## start
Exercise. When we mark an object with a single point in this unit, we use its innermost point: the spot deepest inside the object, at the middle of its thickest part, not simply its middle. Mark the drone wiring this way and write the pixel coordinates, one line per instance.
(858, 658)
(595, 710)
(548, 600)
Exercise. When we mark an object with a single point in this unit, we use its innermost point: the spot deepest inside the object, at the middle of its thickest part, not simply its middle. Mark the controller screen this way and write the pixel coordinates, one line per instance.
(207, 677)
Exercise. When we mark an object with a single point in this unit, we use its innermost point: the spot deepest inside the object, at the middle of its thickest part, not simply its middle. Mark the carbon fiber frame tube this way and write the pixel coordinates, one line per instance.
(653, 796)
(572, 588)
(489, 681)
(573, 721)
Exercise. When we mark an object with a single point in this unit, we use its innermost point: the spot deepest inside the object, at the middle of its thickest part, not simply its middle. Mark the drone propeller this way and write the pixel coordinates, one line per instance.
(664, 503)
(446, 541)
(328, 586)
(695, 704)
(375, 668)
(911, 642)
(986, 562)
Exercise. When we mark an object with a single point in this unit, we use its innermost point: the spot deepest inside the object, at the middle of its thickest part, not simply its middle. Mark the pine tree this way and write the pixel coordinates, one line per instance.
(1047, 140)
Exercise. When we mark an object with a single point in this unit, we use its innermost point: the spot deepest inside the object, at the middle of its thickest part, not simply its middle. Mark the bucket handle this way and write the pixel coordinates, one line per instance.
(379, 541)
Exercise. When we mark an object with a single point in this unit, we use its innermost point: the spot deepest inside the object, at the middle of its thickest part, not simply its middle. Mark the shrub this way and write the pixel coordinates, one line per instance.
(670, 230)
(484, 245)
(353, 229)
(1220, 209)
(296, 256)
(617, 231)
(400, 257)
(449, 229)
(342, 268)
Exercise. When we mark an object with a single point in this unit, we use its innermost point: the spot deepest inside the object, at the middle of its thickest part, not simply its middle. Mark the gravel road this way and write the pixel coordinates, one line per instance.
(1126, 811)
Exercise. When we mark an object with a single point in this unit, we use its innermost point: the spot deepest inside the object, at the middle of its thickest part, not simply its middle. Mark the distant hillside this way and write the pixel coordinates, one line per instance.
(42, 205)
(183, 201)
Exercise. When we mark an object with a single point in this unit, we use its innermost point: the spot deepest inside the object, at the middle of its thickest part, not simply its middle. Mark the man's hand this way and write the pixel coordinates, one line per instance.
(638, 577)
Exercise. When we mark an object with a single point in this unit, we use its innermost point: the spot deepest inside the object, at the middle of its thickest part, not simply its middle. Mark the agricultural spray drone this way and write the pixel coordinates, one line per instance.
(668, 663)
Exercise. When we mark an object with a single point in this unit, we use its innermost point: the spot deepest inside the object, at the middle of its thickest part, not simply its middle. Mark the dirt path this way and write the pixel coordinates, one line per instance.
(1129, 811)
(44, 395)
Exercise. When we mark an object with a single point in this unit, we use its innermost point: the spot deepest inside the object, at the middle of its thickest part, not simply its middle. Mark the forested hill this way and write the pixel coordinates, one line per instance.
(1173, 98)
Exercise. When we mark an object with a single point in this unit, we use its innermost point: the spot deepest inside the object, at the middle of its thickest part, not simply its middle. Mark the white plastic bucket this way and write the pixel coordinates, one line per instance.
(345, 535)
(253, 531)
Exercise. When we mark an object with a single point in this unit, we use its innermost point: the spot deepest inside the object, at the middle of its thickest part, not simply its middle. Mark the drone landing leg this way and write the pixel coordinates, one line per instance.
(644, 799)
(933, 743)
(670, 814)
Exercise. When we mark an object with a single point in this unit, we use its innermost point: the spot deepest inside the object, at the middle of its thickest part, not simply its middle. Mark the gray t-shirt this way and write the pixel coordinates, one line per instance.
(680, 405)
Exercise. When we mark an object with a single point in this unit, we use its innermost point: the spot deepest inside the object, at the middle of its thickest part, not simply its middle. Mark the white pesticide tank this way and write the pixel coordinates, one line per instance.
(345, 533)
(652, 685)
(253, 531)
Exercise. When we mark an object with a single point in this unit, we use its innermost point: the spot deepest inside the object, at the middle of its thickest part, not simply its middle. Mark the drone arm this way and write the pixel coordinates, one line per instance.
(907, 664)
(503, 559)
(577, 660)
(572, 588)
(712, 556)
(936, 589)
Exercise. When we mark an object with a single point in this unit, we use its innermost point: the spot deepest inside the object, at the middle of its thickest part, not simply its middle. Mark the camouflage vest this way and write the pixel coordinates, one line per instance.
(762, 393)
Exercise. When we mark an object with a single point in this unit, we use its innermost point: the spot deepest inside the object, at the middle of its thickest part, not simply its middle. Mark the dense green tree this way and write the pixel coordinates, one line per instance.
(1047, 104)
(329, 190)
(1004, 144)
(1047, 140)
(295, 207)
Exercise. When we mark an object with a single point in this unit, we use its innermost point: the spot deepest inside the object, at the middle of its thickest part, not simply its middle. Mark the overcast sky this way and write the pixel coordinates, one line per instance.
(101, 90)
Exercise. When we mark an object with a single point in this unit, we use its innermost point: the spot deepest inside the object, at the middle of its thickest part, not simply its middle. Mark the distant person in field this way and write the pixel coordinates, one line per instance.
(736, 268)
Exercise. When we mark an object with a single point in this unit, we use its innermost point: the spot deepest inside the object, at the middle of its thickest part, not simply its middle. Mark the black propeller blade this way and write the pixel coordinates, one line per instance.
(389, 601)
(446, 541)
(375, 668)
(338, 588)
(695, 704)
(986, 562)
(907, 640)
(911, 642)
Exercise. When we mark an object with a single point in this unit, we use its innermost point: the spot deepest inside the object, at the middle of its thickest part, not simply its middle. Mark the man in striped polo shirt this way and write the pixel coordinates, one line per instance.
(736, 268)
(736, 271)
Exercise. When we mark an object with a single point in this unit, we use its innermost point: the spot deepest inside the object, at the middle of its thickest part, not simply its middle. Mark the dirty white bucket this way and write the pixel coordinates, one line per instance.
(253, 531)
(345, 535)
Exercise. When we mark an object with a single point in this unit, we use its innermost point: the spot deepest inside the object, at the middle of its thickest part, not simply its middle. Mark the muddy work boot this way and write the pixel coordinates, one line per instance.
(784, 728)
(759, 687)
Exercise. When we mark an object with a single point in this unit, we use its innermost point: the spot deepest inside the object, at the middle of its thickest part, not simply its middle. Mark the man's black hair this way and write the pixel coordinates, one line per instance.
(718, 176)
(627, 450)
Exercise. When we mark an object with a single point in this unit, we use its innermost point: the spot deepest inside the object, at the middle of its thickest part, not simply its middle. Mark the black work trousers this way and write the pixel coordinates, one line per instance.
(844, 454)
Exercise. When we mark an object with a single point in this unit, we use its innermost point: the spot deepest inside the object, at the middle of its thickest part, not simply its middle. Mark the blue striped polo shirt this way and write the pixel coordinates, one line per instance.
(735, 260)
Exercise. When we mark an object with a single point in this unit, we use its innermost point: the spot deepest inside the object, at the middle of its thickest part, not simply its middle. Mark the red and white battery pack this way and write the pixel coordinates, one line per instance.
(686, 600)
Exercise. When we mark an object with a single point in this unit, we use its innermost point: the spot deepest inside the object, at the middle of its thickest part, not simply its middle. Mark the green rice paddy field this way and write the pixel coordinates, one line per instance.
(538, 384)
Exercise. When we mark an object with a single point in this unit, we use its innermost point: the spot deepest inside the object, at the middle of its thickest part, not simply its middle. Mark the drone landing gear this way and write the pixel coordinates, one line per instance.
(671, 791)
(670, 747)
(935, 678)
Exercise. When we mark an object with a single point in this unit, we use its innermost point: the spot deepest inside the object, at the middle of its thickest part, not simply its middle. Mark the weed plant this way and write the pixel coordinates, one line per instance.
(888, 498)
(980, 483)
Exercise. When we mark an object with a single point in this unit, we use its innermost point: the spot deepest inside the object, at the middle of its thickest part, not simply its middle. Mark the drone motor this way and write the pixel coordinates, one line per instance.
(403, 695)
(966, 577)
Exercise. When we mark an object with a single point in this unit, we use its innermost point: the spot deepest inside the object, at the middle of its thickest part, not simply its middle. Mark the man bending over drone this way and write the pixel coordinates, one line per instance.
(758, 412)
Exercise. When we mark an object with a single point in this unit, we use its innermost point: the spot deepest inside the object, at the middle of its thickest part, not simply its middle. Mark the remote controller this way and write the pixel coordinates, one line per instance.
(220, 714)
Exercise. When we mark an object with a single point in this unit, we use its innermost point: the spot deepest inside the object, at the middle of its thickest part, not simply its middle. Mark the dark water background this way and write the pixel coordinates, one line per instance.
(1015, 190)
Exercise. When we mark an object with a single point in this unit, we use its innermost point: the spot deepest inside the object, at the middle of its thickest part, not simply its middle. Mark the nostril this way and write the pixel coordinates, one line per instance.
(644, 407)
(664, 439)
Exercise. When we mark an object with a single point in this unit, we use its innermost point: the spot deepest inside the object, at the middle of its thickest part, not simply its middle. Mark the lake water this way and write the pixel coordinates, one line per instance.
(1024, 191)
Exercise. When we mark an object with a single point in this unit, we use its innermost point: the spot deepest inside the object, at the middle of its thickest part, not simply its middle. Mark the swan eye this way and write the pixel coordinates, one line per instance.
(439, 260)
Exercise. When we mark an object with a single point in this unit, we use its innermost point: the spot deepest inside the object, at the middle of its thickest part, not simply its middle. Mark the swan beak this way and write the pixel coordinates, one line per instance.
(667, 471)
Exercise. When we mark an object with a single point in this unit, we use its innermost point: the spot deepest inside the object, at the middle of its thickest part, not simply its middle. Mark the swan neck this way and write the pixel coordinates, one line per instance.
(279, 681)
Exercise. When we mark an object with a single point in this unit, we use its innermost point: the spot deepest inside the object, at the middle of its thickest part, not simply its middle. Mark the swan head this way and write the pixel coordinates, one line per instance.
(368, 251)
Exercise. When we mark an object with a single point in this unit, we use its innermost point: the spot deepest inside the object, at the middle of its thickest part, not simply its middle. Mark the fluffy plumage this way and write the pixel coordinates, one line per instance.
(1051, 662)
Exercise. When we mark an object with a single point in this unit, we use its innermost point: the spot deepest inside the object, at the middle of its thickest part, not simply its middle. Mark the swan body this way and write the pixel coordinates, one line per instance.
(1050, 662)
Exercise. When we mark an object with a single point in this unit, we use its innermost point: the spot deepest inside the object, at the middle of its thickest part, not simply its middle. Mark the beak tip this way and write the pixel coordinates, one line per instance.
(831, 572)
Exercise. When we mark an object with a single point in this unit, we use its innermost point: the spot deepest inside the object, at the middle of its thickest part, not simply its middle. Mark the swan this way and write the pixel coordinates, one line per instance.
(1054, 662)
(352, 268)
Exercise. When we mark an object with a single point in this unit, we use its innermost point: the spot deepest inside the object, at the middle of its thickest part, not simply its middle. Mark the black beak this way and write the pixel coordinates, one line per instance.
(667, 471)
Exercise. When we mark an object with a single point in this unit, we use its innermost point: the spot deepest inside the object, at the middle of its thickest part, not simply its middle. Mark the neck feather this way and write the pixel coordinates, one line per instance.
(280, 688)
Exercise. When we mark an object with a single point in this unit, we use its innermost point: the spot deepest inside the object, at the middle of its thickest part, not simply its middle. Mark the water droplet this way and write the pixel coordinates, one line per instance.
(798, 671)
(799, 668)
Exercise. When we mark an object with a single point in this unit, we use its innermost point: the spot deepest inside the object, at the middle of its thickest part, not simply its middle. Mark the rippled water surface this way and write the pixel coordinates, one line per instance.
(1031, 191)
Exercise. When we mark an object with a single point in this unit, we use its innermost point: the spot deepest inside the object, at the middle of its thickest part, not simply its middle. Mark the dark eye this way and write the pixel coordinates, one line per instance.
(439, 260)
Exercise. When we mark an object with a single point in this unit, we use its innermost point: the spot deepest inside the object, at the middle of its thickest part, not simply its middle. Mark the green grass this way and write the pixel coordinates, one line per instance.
## end
Stated exercise: Nothing but the lines from the one with "Mark the water" through the last line should be repeated, each exactly as it stands.

Written answer:
Exercise. When we mark an object with a single point in this unit, we use its innermost point: the spot deepest inside the object, at the middle of its thickest part, not simply its middle. Mark the water droplet this way and write the pixel coordinates, one line per instance.
(798, 671)
(799, 668)
Exercise. When we mark an object with a single point in this unit, we use its innermost point: the spot deepest inside the object, at the middle of its thickest part, not simply its middle. Mark the rippled water surface this way and write the pixel coordinates, one line per instance.
(1031, 191)
Exercise. When we mark an object with a single point in this unit, we use its innermost point: the spot deepest inside the object, at the middle of its thickest part, not simply its middle. Mark the dark eye this way and write the pixel coordinates, one line per instance.
(439, 260)
Exercise. When we mark an object with a single point in this unit, we use its innermost point: the spot deepest inside the object, at the middle of its thickest part, not simply its middle. Mark the green grass this way and write the pixel coordinates, one line per instance.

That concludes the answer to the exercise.